EXERCISE: Write out each of the rows below word for word, but leave the pictures out of your answer.

___ DATA TO PROCESS ___

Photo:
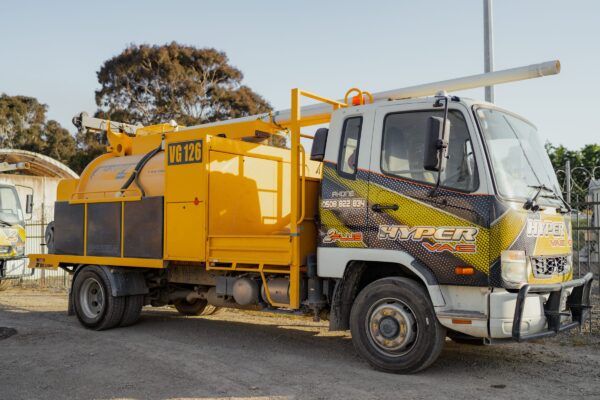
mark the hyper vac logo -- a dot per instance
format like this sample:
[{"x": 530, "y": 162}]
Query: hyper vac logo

___

SOLVED PROBLEM:
Photo:
mark the hyper vac logo -- a dot per instance
format like this sample:
[{"x": 530, "y": 162}]
Query: hyper vac logo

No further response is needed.